• [Task description] Could you set down every entry below exactly as it is?

• [Provided data]
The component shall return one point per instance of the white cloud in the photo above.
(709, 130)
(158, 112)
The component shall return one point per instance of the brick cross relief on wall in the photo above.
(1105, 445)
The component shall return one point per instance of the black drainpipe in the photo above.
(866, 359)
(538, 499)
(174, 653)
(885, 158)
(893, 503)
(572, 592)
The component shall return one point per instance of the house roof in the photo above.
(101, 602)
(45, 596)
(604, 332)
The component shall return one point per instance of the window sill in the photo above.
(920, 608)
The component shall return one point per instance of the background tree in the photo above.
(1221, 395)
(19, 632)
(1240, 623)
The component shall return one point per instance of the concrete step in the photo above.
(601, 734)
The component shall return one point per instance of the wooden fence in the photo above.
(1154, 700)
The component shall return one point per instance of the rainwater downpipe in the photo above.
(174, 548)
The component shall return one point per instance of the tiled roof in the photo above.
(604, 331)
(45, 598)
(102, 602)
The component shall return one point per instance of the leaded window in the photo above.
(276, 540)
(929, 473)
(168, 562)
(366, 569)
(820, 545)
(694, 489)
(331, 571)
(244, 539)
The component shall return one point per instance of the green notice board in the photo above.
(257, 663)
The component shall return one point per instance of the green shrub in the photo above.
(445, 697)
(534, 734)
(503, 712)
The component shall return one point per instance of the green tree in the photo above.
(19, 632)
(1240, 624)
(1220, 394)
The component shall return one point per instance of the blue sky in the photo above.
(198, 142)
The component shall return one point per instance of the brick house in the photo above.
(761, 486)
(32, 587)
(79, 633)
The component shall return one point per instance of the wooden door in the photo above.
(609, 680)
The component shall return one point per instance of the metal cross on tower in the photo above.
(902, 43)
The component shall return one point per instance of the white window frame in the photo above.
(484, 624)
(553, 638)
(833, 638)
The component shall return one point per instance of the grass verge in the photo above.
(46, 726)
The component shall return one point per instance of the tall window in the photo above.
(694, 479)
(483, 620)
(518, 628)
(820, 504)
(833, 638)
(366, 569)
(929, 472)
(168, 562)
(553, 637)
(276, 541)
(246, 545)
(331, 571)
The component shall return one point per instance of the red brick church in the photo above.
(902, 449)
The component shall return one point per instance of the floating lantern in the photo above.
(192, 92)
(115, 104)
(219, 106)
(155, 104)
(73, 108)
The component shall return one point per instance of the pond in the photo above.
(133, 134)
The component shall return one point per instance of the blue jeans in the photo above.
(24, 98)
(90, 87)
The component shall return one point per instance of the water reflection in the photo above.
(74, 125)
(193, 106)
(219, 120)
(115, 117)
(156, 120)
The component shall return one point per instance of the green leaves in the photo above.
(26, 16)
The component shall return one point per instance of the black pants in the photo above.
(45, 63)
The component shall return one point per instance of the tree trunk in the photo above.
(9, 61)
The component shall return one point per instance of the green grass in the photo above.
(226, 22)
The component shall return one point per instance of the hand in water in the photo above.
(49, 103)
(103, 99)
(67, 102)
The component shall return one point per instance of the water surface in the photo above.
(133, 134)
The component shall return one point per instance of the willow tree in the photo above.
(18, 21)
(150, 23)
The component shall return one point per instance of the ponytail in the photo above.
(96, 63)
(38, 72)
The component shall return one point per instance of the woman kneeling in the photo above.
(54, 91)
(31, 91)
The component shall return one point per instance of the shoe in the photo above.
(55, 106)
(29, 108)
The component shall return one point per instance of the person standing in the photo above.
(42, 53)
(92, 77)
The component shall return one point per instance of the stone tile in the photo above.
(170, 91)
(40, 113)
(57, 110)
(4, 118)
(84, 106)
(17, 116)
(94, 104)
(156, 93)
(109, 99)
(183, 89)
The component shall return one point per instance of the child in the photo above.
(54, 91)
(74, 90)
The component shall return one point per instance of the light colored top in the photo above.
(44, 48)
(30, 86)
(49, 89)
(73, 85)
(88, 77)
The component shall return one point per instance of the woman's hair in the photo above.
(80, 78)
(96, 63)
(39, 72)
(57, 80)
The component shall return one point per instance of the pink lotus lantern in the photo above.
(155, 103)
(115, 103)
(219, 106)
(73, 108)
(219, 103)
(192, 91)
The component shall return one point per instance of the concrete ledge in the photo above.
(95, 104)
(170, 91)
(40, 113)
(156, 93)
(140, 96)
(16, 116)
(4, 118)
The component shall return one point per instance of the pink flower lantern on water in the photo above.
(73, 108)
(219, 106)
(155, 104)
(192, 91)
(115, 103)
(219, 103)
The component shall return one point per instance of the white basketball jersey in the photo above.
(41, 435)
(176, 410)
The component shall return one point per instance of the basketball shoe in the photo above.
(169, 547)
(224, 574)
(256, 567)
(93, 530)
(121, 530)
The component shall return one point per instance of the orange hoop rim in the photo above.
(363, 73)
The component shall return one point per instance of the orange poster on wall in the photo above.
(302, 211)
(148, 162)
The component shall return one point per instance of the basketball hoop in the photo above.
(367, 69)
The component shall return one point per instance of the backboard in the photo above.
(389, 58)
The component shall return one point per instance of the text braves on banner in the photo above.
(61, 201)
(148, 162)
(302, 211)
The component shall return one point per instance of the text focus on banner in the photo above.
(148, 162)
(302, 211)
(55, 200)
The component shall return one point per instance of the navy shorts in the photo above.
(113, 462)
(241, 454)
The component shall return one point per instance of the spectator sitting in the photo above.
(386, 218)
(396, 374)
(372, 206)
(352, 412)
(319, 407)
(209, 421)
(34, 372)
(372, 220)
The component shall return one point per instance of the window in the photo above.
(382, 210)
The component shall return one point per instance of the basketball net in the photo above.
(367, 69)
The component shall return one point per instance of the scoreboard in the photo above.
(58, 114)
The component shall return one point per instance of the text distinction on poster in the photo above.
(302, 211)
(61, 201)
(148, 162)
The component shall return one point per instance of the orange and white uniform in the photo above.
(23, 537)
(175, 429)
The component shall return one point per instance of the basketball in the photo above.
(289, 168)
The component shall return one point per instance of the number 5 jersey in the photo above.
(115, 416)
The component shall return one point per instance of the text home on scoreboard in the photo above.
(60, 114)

• [Response to the exercise]
The component shall return one point per instance of the white cloud in the photo above.
(709, 130)
(158, 112)
The component shall return one point per instance of the brick cross relief on wall in the photo above.
(1105, 445)
The component shall return one point per instance of the black drainpipe in the photo above.
(866, 359)
(538, 499)
(174, 653)
(885, 158)
(893, 503)
(572, 592)
The component shall return one point per instance of the house roof in the photo above.
(101, 602)
(45, 596)
(604, 332)
The component shall return one point per instance of the window sill in the photo above.
(920, 608)
The component shall return one point per instance of the background tree in the photo above.
(1221, 395)
(19, 632)
(1240, 623)
The component shall return one point per instance of the concrete step in the photo above.
(601, 734)
The component shall return one point per instance of the wooden fence in the photo above.
(1154, 700)
The component shall return one point per instance of the rainwater downpipe in the photo above.
(174, 548)
The component shall return one point per instance of the tiled roof in the photo above.
(604, 331)
(45, 598)
(102, 602)
The component shall return one point per instance of the leaded window in the photo above.
(276, 540)
(929, 473)
(168, 562)
(366, 569)
(820, 545)
(694, 489)
(331, 571)
(244, 539)
The component shall return one point per instance of the green notice board in the photo above.
(257, 663)
The component shall return one point per instance of the green shrub in the photo above.
(445, 697)
(534, 734)
(503, 712)
The component shall return one point per instance of the green tree in the photo above.
(19, 632)
(1240, 624)
(1220, 394)
The component shall return one point per instance of the blue sky in the photo above.
(198, 142)
The component shall return one point per instance of the brick house in the photo above.
(761, 486)
(32, 587)
(79, 633)
The component shall return one point per instance of the wooden door in the photo above.
(609, 680)
The component shall return one point per instance of the metal cross on tower in the photo above.
(902, 43)
The component shall return one point per instance of the white window frame in the photo above.
(484, 624)
(553, 638)
(833, 638)
The component shall return one point per instance of the grass verge in the photo above.
(46, 726)
The component shall return one point per instance of the tall window in the photo above.
(694, 479)
(483, 620)
(518, 628)
(820, 504)
(833, 638)
(366, 569)
(929, 472)
(168, 562)
(553, 637)
(276, 541)
(246, 545)
(331, 571)
The component shall return one point per instance of the red brick church in the photo above.
(902, 449)
The component shall return one point per instance of the floating lantern in the photo above.
(192, 92)
(115, 104)
(219, 106)
(155, 104)
(73, 108)
The component shall return one point per instance of the pond in the photo above.
(133, 134)
The component shall return one point per instance of the blue jeans in the photo above.
(24, 98)
(90, 87)
The component shall return one point per instance of the water reflection in the photo above.
(74, 125)
(193, 106)
(219, 120)
(115, 117)
(156, 120)
The component shall return one point per instance of the green leaves in the photo above.
(26, 16)
The component shall return one point per instance of the black pants in the photo above.
(45, 63)
The component shall return one point per instance of the tree trunk in the photo above.
(9, 61)
The component shall return one point per instance of the green grass in the photo above.
(226, 22)
The component shall return one point per instance of the hand in water in the photo above.
(49, 103)
(103, 99)
(67, 102)
The component shall return one point per instance of the water surface in the photo above.
(133, 134)
The component shall return one point per instance of the willow tree in the photo above.
(18, 21)
(150, 23)
The component shall return one point per instance of the ponytail in the photo above.
(96, 63)
(38, 72)
The component shall return one point per instance of the woman kneeling in the photo above.
(54, 91)
(31, 91)
The component shall return one point per instance of the shoe in the photo above.
(55, 106)
(29, 108)
The component shall return one point per instance of the person standing in the photo above.
(42, 53)
(92, 77)
The component shall return one point per instance of the stone tile in the photo above.
(170, 91)
(40, 113)
(57, 110)
(4, 118)
(84, 106)
(17, 116)
(94, 104)
(156, 93)
(109, 99)
(183, 89)
The component shall return one point per instance of the child in the photo above.
(54, 91)
(74, 90)
The component shall return one point per instance of the light colored top in the photo above.
(44, 48)
(30, 86)
(49, 89)
(73, 85)
(88, 77)
The component shall return one point per instance of the woman's hair in the photo above.
(80, 78)
(96, 63)
(39, 72)
(57, 80)
The component shall return one point per instance of the pink lotus lantern in the photo above.
(155, 103)
(115, 103)
(219, 106)
(73, 108)
(219, 103)
(192, 91)
The component shall return one point per instance of the concrete ledge in the photo above.
(95, 104)
(170, 91)
(40, 113)
(156, 93)
(140, 96)
(16, 116)
(4, 118)
The component shall return one point per instance of the pink flower lantern on water in the photo above.
(73, 108)
(219, 106)
(155, 104)
(192, 91)
(115, 103)
(219, 103)
The component shall return one point per instance of the white basketball jersey in the photo above.
(41, 435)
(176, 410)
The component shall return one point per instance of the basketball shoe in the photo above.
(169, 547)
(224, 574)
(256, 567)
(93, 530)
(121, 530)
The component shall return one point per instance of the orange hoop rim in the photo above.
(363, 73)
The component shall return one point per instance of the orange poster on wall in the photo above.
(302, 211)
(148, 162)
The component shall return one point per instance of the basketball hoop in the photo above.
(367, 69)
The component shall return one point per instance of the backboard in the photo above.
(389, 58)
The component shall return one point per instance of the text braves on banner in the photo above.
(61, 201)
(148, 162)
(302, 211)
The component shall return one point per instance of the text focus on banner in the photo above.
(148, 162)
(302, 211)
(55, 200)
The component shall return one point per instance of the navy shorts in the photo above.
(113, 462)
(241, 454)
The component shall return one point per instance of the spectator sitting in the photo above.
(386, 218)
(396, 374)
(372, 206)
(352, 412)
(319, 407)
(209, 421)
(34, 372)
(372, 220)
The component shall return one point per instance of the window in the photo above.
(382, 210)
The component shall return one point per instance of the basketball net in the photo above.
(367, 69)
The component shall return one point per instance of the scoreboard in the photo above.
(58, 114)
The component shall return one point per instance of the text distinction on poster in the photo above.
(302, 211)
(61, 201)
(148, 162)
The component shall return one point per instance of the orange and white uniform in the photo above.
(23, 537)
(175, 429)
The component shall return one point per instance of the basketball in the photo above.
(289, 168)
The component shall return one point per instance of the number 5 jersey in the photo above.
(115, 416)
The component shall return one point per instance of the text home on scoreboard in the photo above.
(60, 114)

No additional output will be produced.